# Pm-940m-pdf Arrived



## Subwayrocket (Jul 5, 2016)

PM-940M-PDF arrived today 7/5 .  I placed the order with Matt this past Wed, 6/29 , I got a tracking # later that day and asked for delivery next Tues. . I got a call on 7/1 that it's arrived here in town, when can they deliver it. It's 4th July weekend so I said Tues . Today is Tues 7/5 , driver called at 0900 and was here by 10 with a pallet jack. Had it in my garage and was gone by 1015 . Everything seems well packed . So far so good.
I have been reading many of your threads and posts over the past few months, thank you all for posting a wealth of information ! I recently joined Hobby Machinist .  Getting started building a base for the 940 , will raise it about 2 or 3 inches .


----------



## wrmiller (Jul 5, 2016)

Welcome to the H-M forums and to the PM fraternity!


----------



## Subwayrocket (Jul 6, 2016)

Making some progress on the base. Added some strongbacks to the bottom. Levelers and casters next......where does the time go !


----------



## Subwayrocket (Jul 12, 2016)

....


----------



## Subwayrocket (Jul 12, 2016)

Just a little more cutting, drilling and grinding ...then lifting it should be fun . Engine hoist !


----------



## Subwayrocket (Jul 17, 2016)

## LISTED RECORDS:
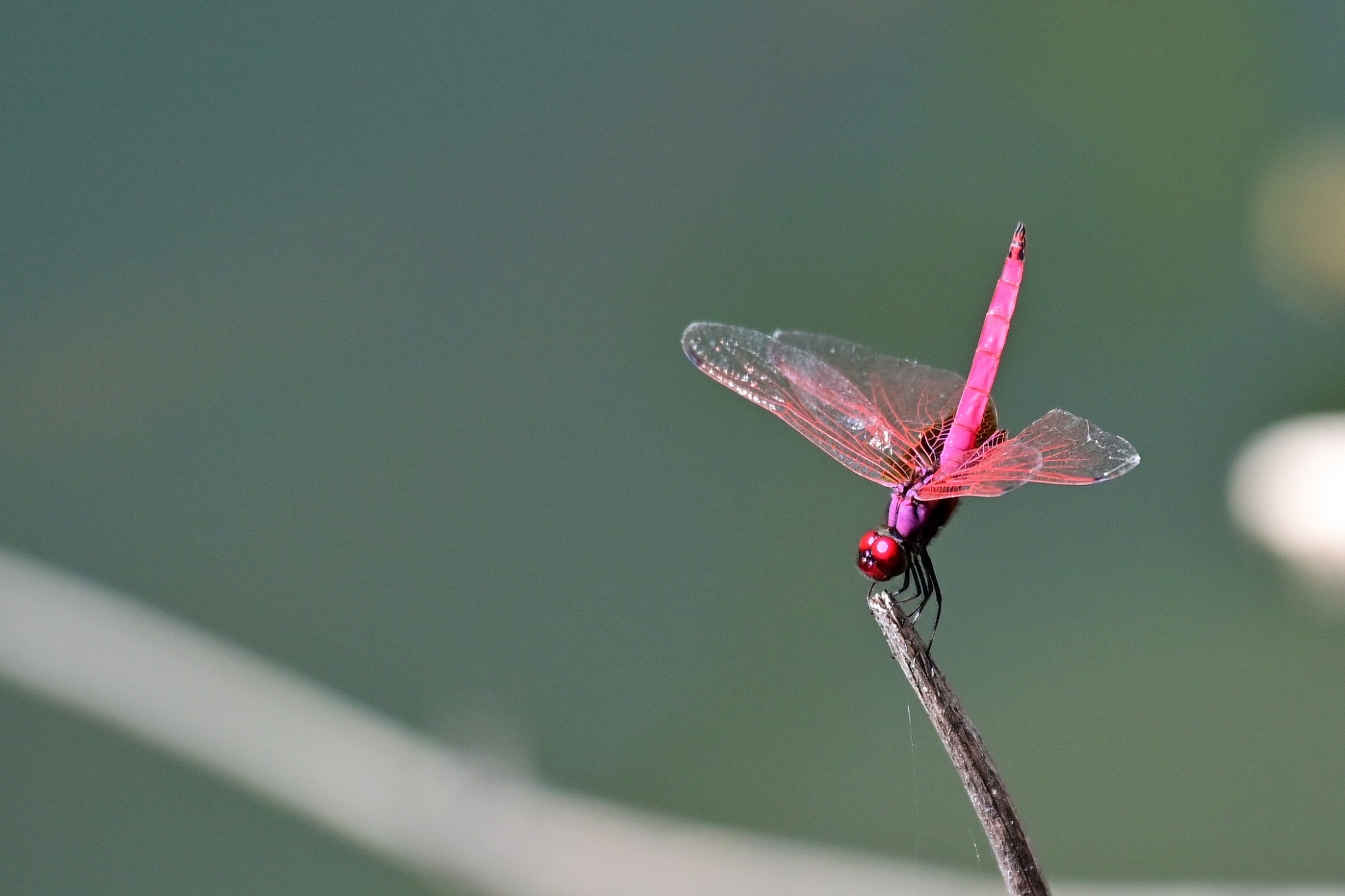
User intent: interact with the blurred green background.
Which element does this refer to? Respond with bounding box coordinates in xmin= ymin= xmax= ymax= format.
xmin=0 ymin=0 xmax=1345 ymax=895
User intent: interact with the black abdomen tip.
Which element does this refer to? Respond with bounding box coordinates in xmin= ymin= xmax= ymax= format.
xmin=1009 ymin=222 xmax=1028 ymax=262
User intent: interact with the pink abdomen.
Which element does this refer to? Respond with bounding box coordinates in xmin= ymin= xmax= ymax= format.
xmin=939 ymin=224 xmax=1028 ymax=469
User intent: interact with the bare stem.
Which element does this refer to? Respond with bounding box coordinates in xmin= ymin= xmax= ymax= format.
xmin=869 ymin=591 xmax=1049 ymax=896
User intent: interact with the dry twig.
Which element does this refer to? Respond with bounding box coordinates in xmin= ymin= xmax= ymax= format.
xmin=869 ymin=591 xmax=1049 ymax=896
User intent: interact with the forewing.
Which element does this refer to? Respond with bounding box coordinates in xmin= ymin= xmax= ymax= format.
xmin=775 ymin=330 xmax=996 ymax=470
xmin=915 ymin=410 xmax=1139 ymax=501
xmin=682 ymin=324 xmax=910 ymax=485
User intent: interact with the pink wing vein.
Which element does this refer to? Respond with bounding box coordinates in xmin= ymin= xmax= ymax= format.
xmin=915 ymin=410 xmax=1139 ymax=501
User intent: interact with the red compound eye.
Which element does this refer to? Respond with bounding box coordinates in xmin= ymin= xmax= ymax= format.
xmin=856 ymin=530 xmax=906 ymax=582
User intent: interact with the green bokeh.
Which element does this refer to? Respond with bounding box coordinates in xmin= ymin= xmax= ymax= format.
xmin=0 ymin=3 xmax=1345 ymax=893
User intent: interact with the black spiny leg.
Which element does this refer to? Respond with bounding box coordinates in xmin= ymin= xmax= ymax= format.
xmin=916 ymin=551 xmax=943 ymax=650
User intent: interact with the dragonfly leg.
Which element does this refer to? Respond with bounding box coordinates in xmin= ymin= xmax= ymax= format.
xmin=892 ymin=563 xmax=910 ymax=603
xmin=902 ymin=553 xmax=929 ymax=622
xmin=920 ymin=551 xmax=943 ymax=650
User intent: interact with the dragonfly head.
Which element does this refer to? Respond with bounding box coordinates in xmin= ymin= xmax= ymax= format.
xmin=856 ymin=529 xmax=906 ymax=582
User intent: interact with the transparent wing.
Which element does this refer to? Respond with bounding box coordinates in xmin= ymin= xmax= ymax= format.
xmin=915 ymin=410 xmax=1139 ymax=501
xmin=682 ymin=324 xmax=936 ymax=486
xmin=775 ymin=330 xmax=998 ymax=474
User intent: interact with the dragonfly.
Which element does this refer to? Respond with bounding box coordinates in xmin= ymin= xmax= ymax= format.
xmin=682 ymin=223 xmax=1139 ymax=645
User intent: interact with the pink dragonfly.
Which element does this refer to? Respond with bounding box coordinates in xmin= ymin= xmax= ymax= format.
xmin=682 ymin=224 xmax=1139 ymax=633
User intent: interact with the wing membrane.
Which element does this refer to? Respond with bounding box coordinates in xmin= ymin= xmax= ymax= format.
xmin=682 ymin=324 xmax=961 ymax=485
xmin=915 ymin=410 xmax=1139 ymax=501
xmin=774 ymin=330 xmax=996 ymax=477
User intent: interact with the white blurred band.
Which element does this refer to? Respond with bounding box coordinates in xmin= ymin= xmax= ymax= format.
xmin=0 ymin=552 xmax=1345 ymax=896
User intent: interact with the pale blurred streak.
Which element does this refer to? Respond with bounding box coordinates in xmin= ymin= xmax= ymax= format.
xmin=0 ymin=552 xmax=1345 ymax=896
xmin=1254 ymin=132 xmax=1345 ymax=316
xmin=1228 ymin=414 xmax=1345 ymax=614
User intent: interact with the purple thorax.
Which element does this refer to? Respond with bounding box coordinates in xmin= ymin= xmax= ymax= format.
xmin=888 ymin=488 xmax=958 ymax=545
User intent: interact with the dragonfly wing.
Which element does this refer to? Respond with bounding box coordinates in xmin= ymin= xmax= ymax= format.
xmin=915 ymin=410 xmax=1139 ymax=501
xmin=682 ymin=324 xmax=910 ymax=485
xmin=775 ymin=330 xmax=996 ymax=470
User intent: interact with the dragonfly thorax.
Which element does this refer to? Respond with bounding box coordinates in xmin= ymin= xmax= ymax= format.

* * *

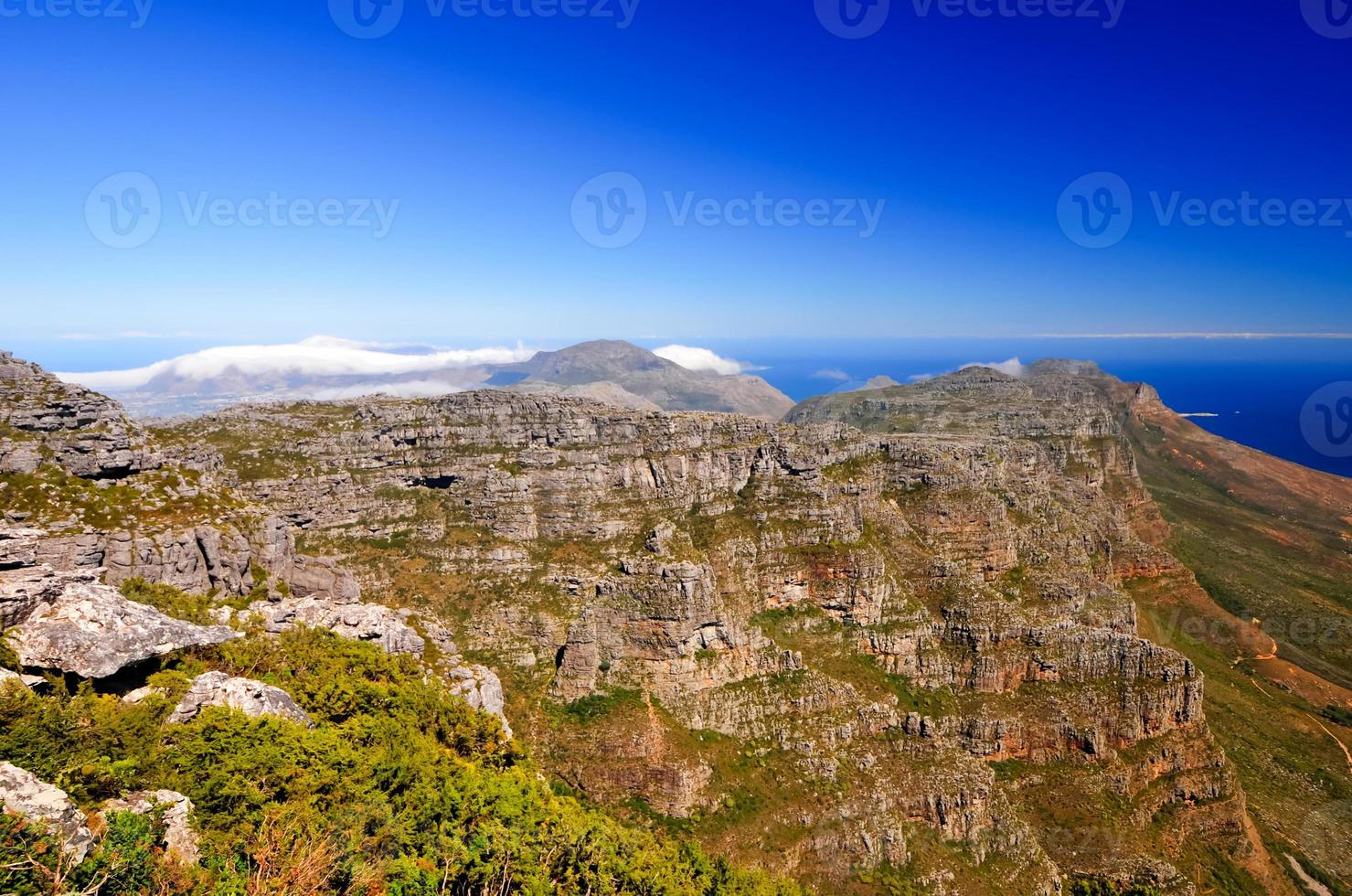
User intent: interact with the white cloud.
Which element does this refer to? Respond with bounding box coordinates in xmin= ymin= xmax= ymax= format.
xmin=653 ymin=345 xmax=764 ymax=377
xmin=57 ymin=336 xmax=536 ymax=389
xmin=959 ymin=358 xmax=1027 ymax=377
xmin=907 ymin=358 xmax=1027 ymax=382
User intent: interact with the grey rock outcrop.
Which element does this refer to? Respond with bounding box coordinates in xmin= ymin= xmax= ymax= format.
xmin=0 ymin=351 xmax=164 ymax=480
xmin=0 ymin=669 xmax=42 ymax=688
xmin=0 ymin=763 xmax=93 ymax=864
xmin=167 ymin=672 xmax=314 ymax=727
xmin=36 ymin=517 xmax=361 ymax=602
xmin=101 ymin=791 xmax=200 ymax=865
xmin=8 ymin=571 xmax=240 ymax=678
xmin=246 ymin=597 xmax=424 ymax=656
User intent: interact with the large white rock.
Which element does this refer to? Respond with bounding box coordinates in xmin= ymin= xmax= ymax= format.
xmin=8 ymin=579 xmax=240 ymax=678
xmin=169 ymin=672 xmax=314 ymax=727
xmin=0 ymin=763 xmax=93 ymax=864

## DIRECTIVES:
1 > In the listing, copy out verbatim every line from the one containing "User intent: interact with the bare stem." up to and including the one containing "xmin=916 ymin=551 xmax=943 ymax=650".
2 > Write the next part of the thread about the PM-940M-PDF mill's arrival, picking up after the last line shown.
The forum thread and the listing have nothing to do with each other.

## RESULTS IN ORDER:
1 >
User intent: interact with the bare stem.
Which element does this refer to? Respond with bounding box coordinates in xmin= ymin= xmax= ymax= format.
xmin=869 ymin=591 xmax=1049 ymax=896
User intent: interact with the dry twig.
Which element does this refer to? Respond with bounding box coordinates in xmin= ymin= xmax= ymax= format.
xmin=869 ymin=591 xmax=1049 ymax=896
User intent: interact with the forewing.
Which element does this refer to? Respond with bounding box coordinates in xmin= ymin= xmax= ymax= format.
xmin=775 ymin=330 xmax=996 ymax=470
xmin=915 ymin=410 xmax=1139 ymax=501
xmin=682 ymin=324 xmax=910 ymax=485
User intent: interact with the pink wing vein.
Which element does this refer to? Respond with bounding box coordinates in xmin= ymin= xmax= ymax= format.
xmin=915 ymin=410 xmax=1139 ymax=501
User intent: interact with the red compound eye.
Which element does this refer to? Respond with bounding box coordinates in xmin= ymin= xmax= ymax= format.
xmin=856 ymin=530 xmax=906 ymax=582
User intent: interact with the green bokeh.
Which element does this refer to? Respond with bounding box coordinates in xmin= ymin= xmax= ymax= format.
xmin=0 ymin=3 xmax=1345 ymax=893
User intent: interact with the black spiny leg.
Which element does this refer to? Respond with bounding box coordinates in xmin= ymin= xmax= ymax= format.
xmin=916 ymin=551 xmax=943 ymax=650

2 >
These leveling legs were cut off large industrial food service machinery at my buddies scrap yard, 304 Stainless , 1/2" bolt levelers up front and 3/4" at the back of the dolly.
SSC casters are also off large machinery there, sprayed out with PB blaster, re greased and ready for a new life.
The main body of this dolly is 1/4" angle 3"x4" and the strong backs around the bottom and sides are 1-1/4"  0.125" .











Finally found a use for that can of blue engine paint I've had....and its a perfect match .
I cut some strips of rubber roofing material (0.040" ~1 mm) , glued it down then set the mill base on in. 










Put the base on the dolly and tried out the leveling legs.  Just have to hoist the mill onto it now ...next day off









Some Closeups of the angled pieces I welded in to add support to the cantilevered casters. Also some flat stock welded in to tie in the strong backs on the bottom to the 1/4" angle , to add strength. These casters are at least twice as stout as what was on the 2 Ton engine hoist ...so I think they'll do .


----------



## lpeedin (Jul 18, 2016)

Excellent work!


----------



## Subwayrocket (Jul 31, 2016)

Made a little hand tool so I don't have to fumble around on a stool with a wrench on the draw bar above the mill .
Got a bunch of these 304 knurled knobs off food service machines at the scrap yard, knew they'd come in handy.
Don't know exactly what the socket is made of so used some 625 rod.
----------------------------------------------------------------


----------



## mrbasher (Aug 1, 2016)

Nice looking welds man. Wow. I'm still practicing.


----------



## Subwayrocket (Aug 1, 2016)

Thanks. Started making some chips , made a few little things for practice. Modified some tools to. The PM works well. Made a speed wheel for my vise today. No more long handle in the way.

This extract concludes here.